**PROBLEM STATEMENT**
What you return must match the records character for character.

**Items from a dataset**
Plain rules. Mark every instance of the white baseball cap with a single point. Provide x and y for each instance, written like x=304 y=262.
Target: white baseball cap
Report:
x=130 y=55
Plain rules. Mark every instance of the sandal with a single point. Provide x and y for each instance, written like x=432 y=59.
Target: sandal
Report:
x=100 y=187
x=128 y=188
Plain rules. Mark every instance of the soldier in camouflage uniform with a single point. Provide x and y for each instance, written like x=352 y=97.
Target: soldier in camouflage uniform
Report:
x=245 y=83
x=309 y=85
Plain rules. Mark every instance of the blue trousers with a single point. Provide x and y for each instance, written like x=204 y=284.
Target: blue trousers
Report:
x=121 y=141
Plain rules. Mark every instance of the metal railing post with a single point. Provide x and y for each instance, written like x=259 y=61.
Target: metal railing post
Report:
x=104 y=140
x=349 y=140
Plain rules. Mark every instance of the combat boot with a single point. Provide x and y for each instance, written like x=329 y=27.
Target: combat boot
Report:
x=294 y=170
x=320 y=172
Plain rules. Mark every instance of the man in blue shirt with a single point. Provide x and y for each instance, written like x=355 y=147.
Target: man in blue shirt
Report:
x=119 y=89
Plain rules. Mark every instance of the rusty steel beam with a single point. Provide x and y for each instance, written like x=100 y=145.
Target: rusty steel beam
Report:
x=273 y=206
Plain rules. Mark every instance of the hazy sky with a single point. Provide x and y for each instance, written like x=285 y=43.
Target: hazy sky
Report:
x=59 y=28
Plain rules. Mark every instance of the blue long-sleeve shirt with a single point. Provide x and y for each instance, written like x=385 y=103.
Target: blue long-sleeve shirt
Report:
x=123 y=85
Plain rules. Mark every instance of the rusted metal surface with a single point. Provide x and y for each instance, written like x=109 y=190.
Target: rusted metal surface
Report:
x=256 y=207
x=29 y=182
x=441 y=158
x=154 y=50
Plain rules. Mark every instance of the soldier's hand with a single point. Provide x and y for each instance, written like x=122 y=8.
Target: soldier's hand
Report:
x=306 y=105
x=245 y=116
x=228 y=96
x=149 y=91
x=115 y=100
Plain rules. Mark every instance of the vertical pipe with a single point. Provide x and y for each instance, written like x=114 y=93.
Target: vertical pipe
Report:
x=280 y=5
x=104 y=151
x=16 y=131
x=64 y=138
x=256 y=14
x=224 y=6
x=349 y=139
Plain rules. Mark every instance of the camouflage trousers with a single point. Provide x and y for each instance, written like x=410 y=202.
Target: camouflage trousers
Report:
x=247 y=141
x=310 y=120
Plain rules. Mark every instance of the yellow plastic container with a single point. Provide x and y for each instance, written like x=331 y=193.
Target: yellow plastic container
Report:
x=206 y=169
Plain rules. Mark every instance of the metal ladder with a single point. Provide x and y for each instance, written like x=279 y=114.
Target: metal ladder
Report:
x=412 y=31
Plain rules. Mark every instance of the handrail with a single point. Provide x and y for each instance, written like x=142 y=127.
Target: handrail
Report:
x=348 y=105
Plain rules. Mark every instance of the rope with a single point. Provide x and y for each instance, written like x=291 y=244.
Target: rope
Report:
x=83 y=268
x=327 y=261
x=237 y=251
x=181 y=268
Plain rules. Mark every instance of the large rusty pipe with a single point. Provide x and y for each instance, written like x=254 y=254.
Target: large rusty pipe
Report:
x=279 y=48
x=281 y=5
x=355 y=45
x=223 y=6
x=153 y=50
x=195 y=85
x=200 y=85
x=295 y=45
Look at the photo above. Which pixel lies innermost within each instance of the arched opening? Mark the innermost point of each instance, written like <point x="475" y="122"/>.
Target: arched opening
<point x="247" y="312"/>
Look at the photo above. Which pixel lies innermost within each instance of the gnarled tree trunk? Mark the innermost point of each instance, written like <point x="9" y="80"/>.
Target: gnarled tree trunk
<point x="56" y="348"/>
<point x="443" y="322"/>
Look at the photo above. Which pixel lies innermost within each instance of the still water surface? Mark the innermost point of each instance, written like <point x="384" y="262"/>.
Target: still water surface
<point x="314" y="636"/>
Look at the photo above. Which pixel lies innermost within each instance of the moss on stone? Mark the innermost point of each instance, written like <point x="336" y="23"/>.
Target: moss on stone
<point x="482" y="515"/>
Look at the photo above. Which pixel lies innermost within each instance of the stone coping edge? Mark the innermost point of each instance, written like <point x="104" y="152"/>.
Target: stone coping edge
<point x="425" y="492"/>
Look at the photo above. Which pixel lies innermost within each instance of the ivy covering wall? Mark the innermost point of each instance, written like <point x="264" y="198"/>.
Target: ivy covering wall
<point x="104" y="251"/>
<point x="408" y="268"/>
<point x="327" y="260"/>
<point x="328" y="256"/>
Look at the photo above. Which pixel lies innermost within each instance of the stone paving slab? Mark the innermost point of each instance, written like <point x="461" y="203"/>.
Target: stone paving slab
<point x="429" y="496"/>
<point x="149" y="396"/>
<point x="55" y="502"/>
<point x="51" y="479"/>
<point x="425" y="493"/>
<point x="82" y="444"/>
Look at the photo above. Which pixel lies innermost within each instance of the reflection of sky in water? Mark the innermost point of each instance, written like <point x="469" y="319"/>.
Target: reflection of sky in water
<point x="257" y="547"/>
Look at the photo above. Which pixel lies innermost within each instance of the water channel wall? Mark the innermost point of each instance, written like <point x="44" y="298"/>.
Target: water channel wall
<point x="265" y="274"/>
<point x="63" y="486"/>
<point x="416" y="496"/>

**THE COMPLETED TASK**
Plain rules. Mark every instance of the white baseball cap with a single point. Provide x and y for each instance, written like x=304 y=262.
Target: white baseball cap
Report:
x=130 y=55
Plain rules. Mark every instance of the sandal with a single point. Provide x and y for each instance, written like x=432 y=59.
Target: sandal
Report:
x=100 y=187
x=128 y=188
Plain rules. Mark every instance of the soldier in camouflage uniform with a single point. Provide x and y for each instance, written like x=352 y=97.
Target: soldier in camouflage uniform
Report:
x=245 y=83
x=309 y=85
Plain rules. Mark every instance of the blue trousers with a single point. Provide x and y for each instance, written like x=204 y=284.
Target: blue trousers
Report:
x=121 y=141
Plain rules. Mark every instance of the metal railing post with a single point. Provide x and y for each instance, written like x=259 y=61.
Target: metal railing post
Report:
x=104 y=140
x=349 y=140
Plain rules. Mark every instance of the combat boot with a single point. Provide x and y for each instance, written like x=329 y=27.
Target: combat boot
Report:
x=294 y=170
x=320 y=172
Plain rules. Mark every instance of the man in blue shirt with a single point. Provide x and y for each instance, written like x=355 y=147.
Target: man in blue shirt
Report:
x=119 y=89
Plain rules. Mark every instance of the rusty steel beam with a single point. Provide x and y for each instance, written like x=100 y=145.
Target: rusty steel beam
Report:
x=273 y=206
Plain rules. Mark every instance of the hazy sky with a single point. Provide x and y for each instance, written like x=285 y=43.
Target: hazy sky
Report:
x=59 y=28
Plain rules. Mark every instance of the blue long-sleeve shirt with a single point. Provide x and y for each instance, written like x=385 y=103.
Target: blue long-sleeve shirt
Report:
x=123 y=85
Plain rules. Mark every instance of the rusted metal surface with a single point. Provide x and y for each instance, written like x=109 y=190.
Target: rusted metal surface
Report:
x=256 y=207
x=29 y=182
x=441 y=158
x=154 y=50
Plain rules. Mark every instance of the soldier's hand with a single point. Provide x and y for each instance, written like x=122 y=8.
Target: soldier's hand
Report:
x=306 y=105
x=245 y=116
x=228 y=96
x=149 y=91
x=115 y=100
Plain rules. Mark every instance of the vertical pipe with a single point. Provide x and y for each instance, written like x=114 y=93.
Target: vertical pipe
Report:
x=280 y=5
x=104 y=151
x=16 y=131
x=64 y=138
x=256 y=14
x=224 y=6
x=349 y=139
Plain rules. Mark every instance of the camouflage trousers with a single point. Provide x and y for each instance, written like x=410 y=202.
Target: camouflage trousers
Report:
x=247 y=141
x=310 y=120
Plain rules. Mark every instance of the yellow plastic container with a single point. Provide x and y for each instance, written like x=331 y=193.
Target: yellow plastic container
Report:
x=206 y=169
Plain rules. Mark every instance of the metal ladder with a single point. Provide x and y for each instance, written like x=279 y=114.
Target: metal ladder
Report:
x=412 y=31
Plain rules. Mark every instance of the handrail with a single point. Provide x and y for each instance, written like x=142 y=127.
Target: handrail
Report:
x=348 y=105
Plain rules. Mark every instance of the rope with a single point. Provide x and y for each instance, written like x=291 y=244.
Target: rope
Report:
x=83 y=268
x=327 y=261
x=237 y=251
x=181 y=268
Plain rules. Mark every instance of the large rusty pipe with a single point. Provide x and y for each instance, written like x=254 y=254.
Target: large rusty pipe
Report:
x=279 y=48
x=281 y=5
x=355 y=45
x=223 y=6
x=153 y=50
x=195 y=85
x=200 y=85
x=295 y=45
Look at the photo above. Which pixel lies innermost within each instance of the arched opening? Mark the innermost point of each instance, written like <point x="475" y="122"/>.
Target: arched opening
<point x="247" y="312"/>
Look at the photo above. Which pixel lies innermost within each instance of the gnarled tree trunk? Mark the innermost point of each instance, written like <point x="9" y="80"/>.
Target: gnarled tree trunk
<point x="56" y="348"/>
<point x="443" y="322"/>
Look at the photo above. Which pixel lies innermost within each instance of the still water surface? Mark the innermost point of each instance, written like <point x="384" y="262"/>.
Target: still water surface
<point x="314" y="636"/>
Look at the photo above. Which pixel lies innermost within each instance of the moss on stone? Mark the innermost point of each instance, written like <point x="336" y="23"/>.
Target: moss on stone
<point x="482" y="515"/>
Look at the photo above. Which pixel lies innermost within each instance of the stone coping edge? Mark the innermost point of each instance, written like <point x="104" y="152"/>.
Target: stone coping edge
<point x="425" y="492"/>
Look at the photo above. Which pixel lies innermost within each instance of the ivy covering wall? Mark the innermost point of each instance, written like <point x="264" y="198"/>.
Target: ivy covering wall
<point x="104" y="251"/>
<point x="408" y="268"/>
<point x="327" y="260"/>
<point x="328" y="256"/>
Look at the photo above. Which pixel lies innermost within each instance of the stone paving slab? Mark the innermost point of each instance, written like <point x="461" y="203"/>.
Target: stone paving slab
<point x="429" y="496"/>
<point x="149" y="396"/>
<point x="55" y="502"/>
<point x="51" y="479"/>
<point x="425" y="493"/>
<point x="82" y="444"/>
Look at the photo above. Which pixel lies innermost within each instance of the reflection of sky in water? Mark the innermost point of each instance, written like <point x="469" y="319"/>.
Target: reflection of sky in water
<point x="257" y="547"/>
Look at the photo above. Which pixel lies innermost within each instance of the water channel wall? Mark the innermost point of each instance, written like <point x="44" y="298"/>.
Target: water channel wall
<point x="265" y="274"/>
<point x="63" y="486"/>
<point x="416" y="496"/>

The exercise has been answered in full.